Task requirements:
Starting from the line containing "Q: Indicate one point per instance of the white hat", write out the rest of the entries exactly, through the final line, including nothing else.

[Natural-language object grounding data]
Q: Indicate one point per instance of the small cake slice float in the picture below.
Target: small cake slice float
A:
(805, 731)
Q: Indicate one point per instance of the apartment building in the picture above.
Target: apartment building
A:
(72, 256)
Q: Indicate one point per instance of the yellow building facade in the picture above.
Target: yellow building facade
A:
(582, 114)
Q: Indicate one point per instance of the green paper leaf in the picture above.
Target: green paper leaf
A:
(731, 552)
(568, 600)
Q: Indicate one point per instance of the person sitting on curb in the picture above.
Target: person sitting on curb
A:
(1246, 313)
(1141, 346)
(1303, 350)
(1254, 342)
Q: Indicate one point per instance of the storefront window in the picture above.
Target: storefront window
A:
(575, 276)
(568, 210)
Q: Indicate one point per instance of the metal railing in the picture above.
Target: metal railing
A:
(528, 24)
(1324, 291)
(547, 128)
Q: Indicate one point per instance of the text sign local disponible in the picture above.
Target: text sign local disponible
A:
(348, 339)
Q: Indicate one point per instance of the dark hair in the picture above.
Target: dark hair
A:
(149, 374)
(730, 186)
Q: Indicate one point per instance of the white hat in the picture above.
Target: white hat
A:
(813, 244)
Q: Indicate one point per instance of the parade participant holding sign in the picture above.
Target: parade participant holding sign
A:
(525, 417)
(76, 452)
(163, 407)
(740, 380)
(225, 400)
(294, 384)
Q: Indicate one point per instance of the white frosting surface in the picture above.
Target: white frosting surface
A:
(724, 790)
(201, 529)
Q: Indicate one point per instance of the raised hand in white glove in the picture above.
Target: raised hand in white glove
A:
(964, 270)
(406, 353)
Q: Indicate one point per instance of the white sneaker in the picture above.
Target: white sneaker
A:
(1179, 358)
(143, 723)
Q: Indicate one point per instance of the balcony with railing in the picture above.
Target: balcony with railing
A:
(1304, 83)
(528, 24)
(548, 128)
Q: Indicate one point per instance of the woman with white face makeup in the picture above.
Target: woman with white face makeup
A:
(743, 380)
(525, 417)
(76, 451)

Solution:
Q: Indicate one point per instance of the white hat in the picture above.
Target: white hat
A:
(813, 244)
Q: Indicate one point per instance of the parade participant holding sign in the picture above.
Target: parade participant holding sign
A:
(525, 417)
(76, 452)
(163, 407)
(740, 380)
(225, 400)
(294, 384)
Q: Indicate one point per instance of the white frosting surface in the picture above.
Target: white frosting surface
A:
(724, 790)
(201, 529)
Q: Indicate one point per instance of the raised hand in white glove in the picture above.
Target: raised hand in white glove
A:
(964, 270)
(406, 353)
Q: Indicate one point per instance of the white sneaker in the picture above.
Target: white sneaker
A:
(1179, 358)
(143, 723)
Q: Indicate one point per instance of the balcony with railing in the picture above.
Target: balcony with railing
A:
(1304, 83)
(528, 24)
(548, 128)
Q: Indicate one point per instance of the woman with white face makeup in the picture above.
Target: woman with white face makeup
A:
(743, 380)
(525, 417)
(76, 451)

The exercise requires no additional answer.